▸ **What the task requires**: Reproduce the passage of the GSAT results article below verbatim, between "According to the" and "and Girls 78%.", inclusive.

Start of Extract to read

GSAT results better than expected
EDUCATION Minister Ronald Thwaites says that there has been significant improvement in the grades of students who sat the Grade Six Achievement Test (GSAT) this year resulting in more students with high averages being placed in non-traditional high schools. Thwaites was speaking at today’s Jamaica House press briefing.
“Students are going to be spread far more widely in the range of schools than has ever been seen before, and to me that’s good,” said Thwaites.
According to the Education Minister schools that have endured an average of not more than 30 or 35 per cent will now spend less time on remedial studies and more on the high school curriculum.
“It’s going to mean also that parents who thought an 85 average would take their child to a pedigreed school of their designation are going to find that that is not so as there are so many many more whose average is in the 90 and the 95’s,” he added.
The average scores are: Mathematics, Boys: 59.9%, Girls: 64%, Science; Boys: 62.3%, Girls: 65.7%, Social Studies: Boys: 59%, Girls: 64%, Language Arts: Boys: 55%, Girls: 63% and Communication Task: Boys: 72% and Girls 78%.
Thwaites said he has learned of a student scoring 85 percent and was placed at Gaynstead High School, while at the same time a female with an average in the 90 percent range will be going to Holy Childhood High School.

End of Extract to read
Start of Extracted data

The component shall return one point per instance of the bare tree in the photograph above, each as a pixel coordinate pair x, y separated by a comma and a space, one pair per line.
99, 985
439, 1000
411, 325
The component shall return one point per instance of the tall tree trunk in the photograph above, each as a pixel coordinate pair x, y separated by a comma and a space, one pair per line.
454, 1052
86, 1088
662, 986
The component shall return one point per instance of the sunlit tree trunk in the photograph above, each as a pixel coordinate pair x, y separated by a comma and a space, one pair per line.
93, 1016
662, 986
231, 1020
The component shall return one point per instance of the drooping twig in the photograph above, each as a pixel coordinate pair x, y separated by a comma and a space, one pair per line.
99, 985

End of Extracted data
Start of Extracted data

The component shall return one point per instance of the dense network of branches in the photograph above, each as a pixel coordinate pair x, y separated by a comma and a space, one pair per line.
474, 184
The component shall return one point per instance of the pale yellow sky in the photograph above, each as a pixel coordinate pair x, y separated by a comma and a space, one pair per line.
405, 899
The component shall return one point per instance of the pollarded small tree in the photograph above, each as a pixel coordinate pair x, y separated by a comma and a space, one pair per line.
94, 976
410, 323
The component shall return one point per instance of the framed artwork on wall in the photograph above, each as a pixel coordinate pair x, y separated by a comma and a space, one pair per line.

End of Extracted data
Start of Extracted data

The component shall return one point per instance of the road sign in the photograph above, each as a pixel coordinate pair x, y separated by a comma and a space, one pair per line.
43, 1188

End of Extracted data

▸ **Result below**:
According to the Education Minister schools that have endured an average of not more than 30 or 35 per cent will now spend less time on remedial studies and more on the high school curriculum.
“It’s going to mean also that parents who thought an 85 average would take their child to a pedigreed school of their designation are going to find that that is not so as there are so many many more whose average is in the 90 and the 95’s,” he added.
The average scores are: Mathematics, Boys: 59.9%, Girls: 64%, Science; Boys: 62.3%, Girls: 65.7%, Social Studies: Boys: 59%, Girls: 64%, Language Arts: Boys: 55%, Girls: 63% and Communication Task: Boys: 72% and Girls 78%.